Wiki Wormhole: Set the record straight with this list of common misconceptions

With over 4 million articles, Wikipedia is an invaluable resource, whether you're throwing a term paper together at the last minute, or piecing together what exactly’s going on in Syria and whether you can blame it on Anthony Weiner. But follow enough links, and you get sucked into some seriously strange places. We explore some of Wikipedia's oddities in our 4,323,282-week series, Wiki Wormhole.

This week’s entry: List of Common Misconceptions

What it’s about: Occasionally, we, as a society, come together and mutually agree to get things wrong. We call Frankenstein’s monster Frankenstein, we say things like “lightning never strikes twice in the same place,” even though common sense tells you there’s such a thing as a lightning rod and those get struck all the time. And we misuse “literally” to the point where there’s literally a wrong entry in the dictionary for the word. Misconceptions are such a wide-ranging field that a Wikipedia entry can’t possibly be definitive (as this one acknowledges). Still, it's a fascinating collection of trivia and setting-the-record-straight that's sure to come in handy settling arguments and boring friends.

Strangest fact: Most people in South Korea believe that keeping an electric fan running overnight can be fatal. Purveyors of this myth include the Korea Consumer Protection Board and the dean of Kwandong University’s medical school. Supposedly, super-powered Korean fans can cool down a closed room to the point of causing hypothermia. In fact, fans don’t cool a room at all, they merely create a breeze that helps sweat evaporate, cooling the body, but not anything else in the room.

Controversy: Many controversies are set straight here, from political (Al Gore did not in fact claim to have invented the Internet) to scientific (evolution has a whole section to itself to clarify that yes, it’s a thing, and no, that’s not how it works), medical (sugar does not make kids hyperactive), religious (Jesus was probably born in September; Islam doesn’t offer 72 virgins to martyrs or anyone else) and idiot-based (there has never been a link between vaccines and autism. There has been a consistent link between vaccines and not getting loads of other diseases).

◆ ◆ ◆

TASK BRIEF: Can you retype the misconceptions article word for word, from "Strangest fact: Most" up to and including "in the room."?

◆ ◆ ◆

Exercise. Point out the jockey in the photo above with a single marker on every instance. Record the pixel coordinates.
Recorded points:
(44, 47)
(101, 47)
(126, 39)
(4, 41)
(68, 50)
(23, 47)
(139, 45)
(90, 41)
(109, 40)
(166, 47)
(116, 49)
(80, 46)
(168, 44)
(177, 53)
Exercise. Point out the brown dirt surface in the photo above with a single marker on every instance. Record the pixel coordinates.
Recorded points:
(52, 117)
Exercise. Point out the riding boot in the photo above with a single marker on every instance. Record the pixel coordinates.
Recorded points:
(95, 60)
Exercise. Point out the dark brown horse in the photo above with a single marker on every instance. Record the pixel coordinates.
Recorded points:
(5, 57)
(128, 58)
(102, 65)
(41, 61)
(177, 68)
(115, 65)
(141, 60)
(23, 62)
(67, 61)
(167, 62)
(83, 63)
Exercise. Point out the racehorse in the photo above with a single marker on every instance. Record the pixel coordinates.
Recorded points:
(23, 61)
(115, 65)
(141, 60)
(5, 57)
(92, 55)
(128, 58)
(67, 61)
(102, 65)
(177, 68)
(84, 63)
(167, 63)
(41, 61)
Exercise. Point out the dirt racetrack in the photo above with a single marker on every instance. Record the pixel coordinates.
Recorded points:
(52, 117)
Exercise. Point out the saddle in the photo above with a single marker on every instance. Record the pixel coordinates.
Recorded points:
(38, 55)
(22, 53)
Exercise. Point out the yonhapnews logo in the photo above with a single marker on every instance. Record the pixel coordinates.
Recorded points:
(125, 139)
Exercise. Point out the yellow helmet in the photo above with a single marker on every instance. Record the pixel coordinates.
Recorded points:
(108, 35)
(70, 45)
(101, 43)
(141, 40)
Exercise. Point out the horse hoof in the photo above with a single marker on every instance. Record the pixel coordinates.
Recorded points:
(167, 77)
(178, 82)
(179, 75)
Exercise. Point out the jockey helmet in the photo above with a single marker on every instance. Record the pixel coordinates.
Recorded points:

◆ ◆ ◆

PROBLEM SOLUTION:
Strangest fact: Most people in South Korea believe that keeping an electric fan running overnight can be fatal. Purveyors of this myth include the Korea Consumer Protection Board and the dean of Kwandong University’s medical school. Supposedly, super-powered Korean fans can cool down a closed room to the point of causing hypothermia. In fact, fans don’t cool a room at all, they merely create a breeze that helps sweat evaporate, cooling the body, but not anything else in the room.